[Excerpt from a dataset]
◆ ◆ ◆ ◆

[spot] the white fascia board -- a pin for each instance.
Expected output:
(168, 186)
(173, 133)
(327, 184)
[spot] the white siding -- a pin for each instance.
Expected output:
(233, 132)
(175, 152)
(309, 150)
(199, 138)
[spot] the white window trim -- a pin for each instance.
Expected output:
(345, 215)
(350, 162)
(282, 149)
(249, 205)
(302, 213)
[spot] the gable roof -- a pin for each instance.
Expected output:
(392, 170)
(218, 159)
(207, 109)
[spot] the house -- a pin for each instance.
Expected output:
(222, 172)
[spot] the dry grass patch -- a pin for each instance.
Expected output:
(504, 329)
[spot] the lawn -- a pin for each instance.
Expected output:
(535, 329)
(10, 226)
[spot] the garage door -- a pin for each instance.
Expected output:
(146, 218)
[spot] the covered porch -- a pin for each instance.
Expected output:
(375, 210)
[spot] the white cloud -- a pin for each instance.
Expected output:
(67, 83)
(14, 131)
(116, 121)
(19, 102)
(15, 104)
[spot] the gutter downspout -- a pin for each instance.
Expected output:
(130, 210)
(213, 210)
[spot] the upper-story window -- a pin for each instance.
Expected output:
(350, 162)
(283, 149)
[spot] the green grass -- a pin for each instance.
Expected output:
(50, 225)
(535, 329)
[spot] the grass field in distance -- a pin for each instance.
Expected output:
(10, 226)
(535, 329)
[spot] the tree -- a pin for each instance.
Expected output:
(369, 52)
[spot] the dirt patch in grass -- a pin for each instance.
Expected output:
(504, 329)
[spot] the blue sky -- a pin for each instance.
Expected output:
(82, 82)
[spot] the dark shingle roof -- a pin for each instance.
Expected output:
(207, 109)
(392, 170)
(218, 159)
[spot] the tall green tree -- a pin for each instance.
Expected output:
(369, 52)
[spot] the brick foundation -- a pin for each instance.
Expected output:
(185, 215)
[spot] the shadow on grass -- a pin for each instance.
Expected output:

◆ ◆ ◆ ◆

- _What this task involves_: From the line with "[spot] the grass" to the last line of the material, give every line again exactly, and only those lines.

- _Finished exercise_:
[spot] the grass field in distance -- a pin for each instance.
Expected output:
(10, 226)
(535, 329)
[spot] the tree -- a pin for each instance.
Expected output:
(369, 52)
[spot] the dirt patch in grass -- a pin for each instance.
Expected output:
(504, 329)
[spot] the blue sky -- a pin for each instance.
Expected output:
(82, 82)
[spot] the dark shingle roof -- a pin for each instance.
Expected output:
(207, 109)
(392, 170)
(218, 159)
[spot] the tall green tree -- a pin for each instance.
Expected output:
(369, 52)
[spot] the brick foundation -- a pin for each instance.
Expected output:
(185, 215)
[spot] the shadow on grass -- a pin for each instance.
Expected output:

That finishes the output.